Text shown:
···
This page was created on 25 July 2019 by Vikram K. Mulligan, Flatiron Institute (vmulligan@flatironinstitute.org).
Historically, Rosetta has operated around a paradigm using only a single CPU core. Systems with many cores per node could run many, entirely independent instances of Rosetta in order to increase sampling, but the speed at which an individual sample was generated could not be increased with more CPU cores.
More recently, effort has been made to ensure that Rosetta's core is fully threadsafe, and to implement infrastructure to facilitate multithreaded protocol development. At the time of this writing (25 July 2019), very little of Rosetta actually supports multithreading, but we anticipate that much more will in the near future.
This document serves to describe how to build Rosetta with multithreading support, the core infrastructure for thread safety and for threaded code execution, and the modules that currently take advantage of multithreading.
···
Material provided:

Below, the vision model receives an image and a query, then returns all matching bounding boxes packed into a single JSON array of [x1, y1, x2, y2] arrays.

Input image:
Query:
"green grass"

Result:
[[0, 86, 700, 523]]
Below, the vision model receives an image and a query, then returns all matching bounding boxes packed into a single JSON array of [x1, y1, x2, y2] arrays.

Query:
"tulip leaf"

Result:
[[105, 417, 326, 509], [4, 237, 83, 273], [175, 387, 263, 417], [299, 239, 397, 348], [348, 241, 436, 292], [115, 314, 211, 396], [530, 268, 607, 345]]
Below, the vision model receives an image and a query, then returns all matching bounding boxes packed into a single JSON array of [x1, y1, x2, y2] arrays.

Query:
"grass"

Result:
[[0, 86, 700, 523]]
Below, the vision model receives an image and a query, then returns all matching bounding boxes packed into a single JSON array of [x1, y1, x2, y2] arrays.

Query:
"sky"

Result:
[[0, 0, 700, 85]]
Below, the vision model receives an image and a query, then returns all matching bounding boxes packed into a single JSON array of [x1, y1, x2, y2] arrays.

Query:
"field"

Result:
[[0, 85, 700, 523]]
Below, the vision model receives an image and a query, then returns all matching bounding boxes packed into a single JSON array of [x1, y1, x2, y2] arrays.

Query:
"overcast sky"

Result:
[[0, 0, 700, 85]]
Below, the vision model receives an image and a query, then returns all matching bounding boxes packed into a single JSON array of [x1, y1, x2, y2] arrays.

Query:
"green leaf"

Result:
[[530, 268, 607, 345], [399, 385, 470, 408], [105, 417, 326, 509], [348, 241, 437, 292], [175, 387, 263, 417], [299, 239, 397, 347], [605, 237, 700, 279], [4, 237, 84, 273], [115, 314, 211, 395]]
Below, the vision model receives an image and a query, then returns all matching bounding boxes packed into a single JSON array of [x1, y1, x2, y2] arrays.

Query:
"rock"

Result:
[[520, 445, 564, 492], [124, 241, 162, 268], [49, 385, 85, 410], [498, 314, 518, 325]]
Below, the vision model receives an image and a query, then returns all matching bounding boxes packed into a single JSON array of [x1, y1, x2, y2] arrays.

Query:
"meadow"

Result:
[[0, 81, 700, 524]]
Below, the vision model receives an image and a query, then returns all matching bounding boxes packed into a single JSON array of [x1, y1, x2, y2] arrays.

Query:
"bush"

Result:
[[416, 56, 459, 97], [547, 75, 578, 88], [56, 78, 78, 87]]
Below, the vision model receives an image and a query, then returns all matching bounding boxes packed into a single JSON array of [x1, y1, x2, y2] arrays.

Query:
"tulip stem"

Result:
···
Given task 1: According to the Rosetta multithreading page, how many CPU cores has Rosetta historically operated around?
Given task 2: Write out the stretch of the Rosetta multithreading page from "More recently, effort" through "the near future.", word for word.

Full output 1: A single CPU core.

Full output 2:
More recently, effort has been made to ensure that Rosetta's core is fully threadsafe, and to implement infrastructure to facilitate multithreaded protocol development. At the time of this writing (25 July 2019), very little of Rosetta actually supports multithreading, but we anticipate that much more will in the near future.